» **INSTRUCTIONS FOR THE TASK**: Report each line below that contains the string "shrub", copying the whole line. Case counts, so a line with the string in different capitals does not match.

+---+

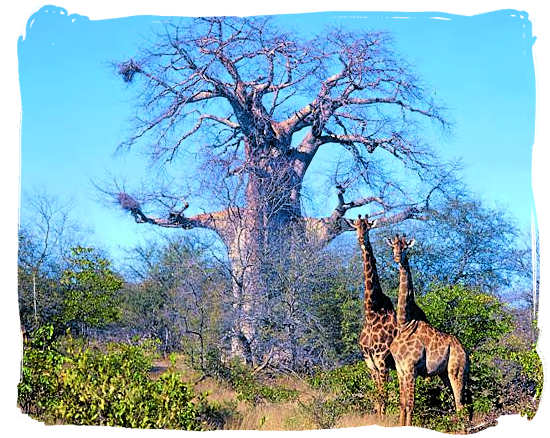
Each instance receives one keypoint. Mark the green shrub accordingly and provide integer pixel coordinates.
(250, 389)
(87, 386)
(324, 412)
(530, 379)
(352, 385)
(39, 387)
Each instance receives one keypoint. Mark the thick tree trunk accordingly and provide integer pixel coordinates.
(257, 239)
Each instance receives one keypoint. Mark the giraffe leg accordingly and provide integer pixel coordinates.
(409, 397)
(380, 379)
(456, 377)
(402, 402)
(456, 374)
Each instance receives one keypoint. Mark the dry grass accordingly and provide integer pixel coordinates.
(265, 415)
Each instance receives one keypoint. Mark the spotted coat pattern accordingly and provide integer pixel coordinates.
(418, 348)
(380, 326)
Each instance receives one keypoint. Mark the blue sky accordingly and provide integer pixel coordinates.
(76, 110)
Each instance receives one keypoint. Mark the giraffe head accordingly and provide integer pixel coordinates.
(399, 246)
(362, 227)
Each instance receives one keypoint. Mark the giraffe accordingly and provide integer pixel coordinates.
(418, 348)
(379, 327)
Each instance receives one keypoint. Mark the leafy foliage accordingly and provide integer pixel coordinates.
(250, 389)
(39, 388)
(90, 290)
(105, 388)
(474, 317)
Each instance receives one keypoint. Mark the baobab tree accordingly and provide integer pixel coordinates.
(256, 105)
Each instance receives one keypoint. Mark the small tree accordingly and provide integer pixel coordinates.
(90, 291)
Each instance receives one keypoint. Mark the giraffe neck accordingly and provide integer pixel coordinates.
(405, 298)
(373, 291)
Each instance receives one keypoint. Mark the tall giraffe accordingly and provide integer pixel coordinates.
(418, 348)
(410, 311)
(379, 326)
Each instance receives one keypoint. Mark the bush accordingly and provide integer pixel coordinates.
(39, 387)
(250, 389)
(352, 385)
(324, 412)
(86, 386)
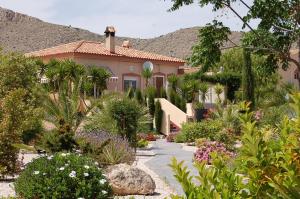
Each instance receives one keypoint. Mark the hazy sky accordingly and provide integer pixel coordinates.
(132, 18)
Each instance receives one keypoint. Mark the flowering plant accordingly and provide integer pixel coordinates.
(203, 154)
(62, 175)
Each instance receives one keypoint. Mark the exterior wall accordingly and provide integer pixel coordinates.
(122, 68)
(173, 114)
(288, 76)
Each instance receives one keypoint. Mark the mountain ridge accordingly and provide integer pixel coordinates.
(23, 33)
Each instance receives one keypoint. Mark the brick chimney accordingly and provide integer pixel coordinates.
(110, 39)
(126, 44)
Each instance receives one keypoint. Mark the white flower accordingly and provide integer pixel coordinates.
(36, 172)
(72, 174)
(102, 181)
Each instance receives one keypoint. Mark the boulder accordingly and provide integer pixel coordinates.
(129, 180)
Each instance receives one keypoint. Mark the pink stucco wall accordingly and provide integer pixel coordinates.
(122, 67)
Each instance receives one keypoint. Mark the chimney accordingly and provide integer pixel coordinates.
(126, 44)
(110, 38)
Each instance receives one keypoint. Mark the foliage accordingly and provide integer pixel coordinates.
(126, 114)
(158, 116)
(147, 74)
(267, 165)
(142, 143)
(219, 90)
(203, 87)
(139, 96)
(98, 77)
(207, 51)
(105, 148)
(203, 153)
(173, 81)
(16, 116)
(216, 181)
(63, 175)
(248, 79)
(204, 129)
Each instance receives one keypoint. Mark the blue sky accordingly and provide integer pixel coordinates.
(132, 18)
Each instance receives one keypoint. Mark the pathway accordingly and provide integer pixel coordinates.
(164, 153)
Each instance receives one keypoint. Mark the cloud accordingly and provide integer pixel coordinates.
(132, 18)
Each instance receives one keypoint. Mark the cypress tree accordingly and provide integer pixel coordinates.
(248, 79)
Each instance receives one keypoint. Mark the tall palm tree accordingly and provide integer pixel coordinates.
(147, 74)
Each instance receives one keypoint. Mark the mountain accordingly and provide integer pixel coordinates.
(20, 32)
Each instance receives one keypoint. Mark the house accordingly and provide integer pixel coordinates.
(125, 63)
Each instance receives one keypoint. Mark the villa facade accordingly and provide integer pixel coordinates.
(124, 63)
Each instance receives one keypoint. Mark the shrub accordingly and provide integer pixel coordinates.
(142, 143)
(203, 154)
(126, 113)
(106, 148)
(204, 129)
(158, 116)
(55, 141)
(139, 96)
(62, 176)
(200, 141)
(180, 138)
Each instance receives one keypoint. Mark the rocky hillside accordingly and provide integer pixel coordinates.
(19, 32)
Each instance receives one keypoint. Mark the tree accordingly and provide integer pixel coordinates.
(277, 31)
(147, 74)
(248, 79)
(158, 116)
(98, 76)
(203, 87)
(173, 81)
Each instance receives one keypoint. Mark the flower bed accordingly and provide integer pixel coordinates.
(62, 174)
(203, 154)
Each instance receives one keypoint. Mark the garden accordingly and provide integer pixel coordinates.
(82, 138)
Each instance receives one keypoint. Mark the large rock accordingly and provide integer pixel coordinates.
(129, 180)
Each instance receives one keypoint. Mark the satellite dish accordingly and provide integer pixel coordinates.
(148, 65)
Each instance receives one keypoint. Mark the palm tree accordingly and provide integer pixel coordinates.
(98, 76)
(147, 74)
(203, 87)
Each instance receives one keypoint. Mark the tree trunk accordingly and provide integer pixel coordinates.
(248, 79)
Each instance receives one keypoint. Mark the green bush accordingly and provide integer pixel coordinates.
(158, 116)
(142, 143)
(55, 141)
(63, 175)
(106, 148)
(180, 138)
(204, 129)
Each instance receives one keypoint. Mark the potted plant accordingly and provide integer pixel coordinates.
(200, 111)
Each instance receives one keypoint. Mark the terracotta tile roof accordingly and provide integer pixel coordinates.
(91, 47)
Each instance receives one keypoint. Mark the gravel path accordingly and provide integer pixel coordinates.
(164, 153)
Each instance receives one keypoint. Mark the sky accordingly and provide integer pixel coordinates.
(131, 18)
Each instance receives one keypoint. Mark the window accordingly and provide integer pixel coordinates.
(130, 82)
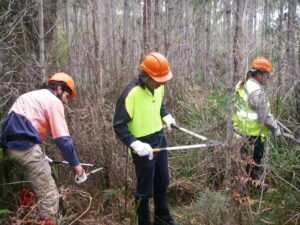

+---+

» **ANSWER BELOW**:
Each instance receives one keypoint. Mark the green shrub accordingly and provide integer pixel coordinates.
Each instance receives one keypoint. Mark the shrub accordingly and provide integer pixel coordinates.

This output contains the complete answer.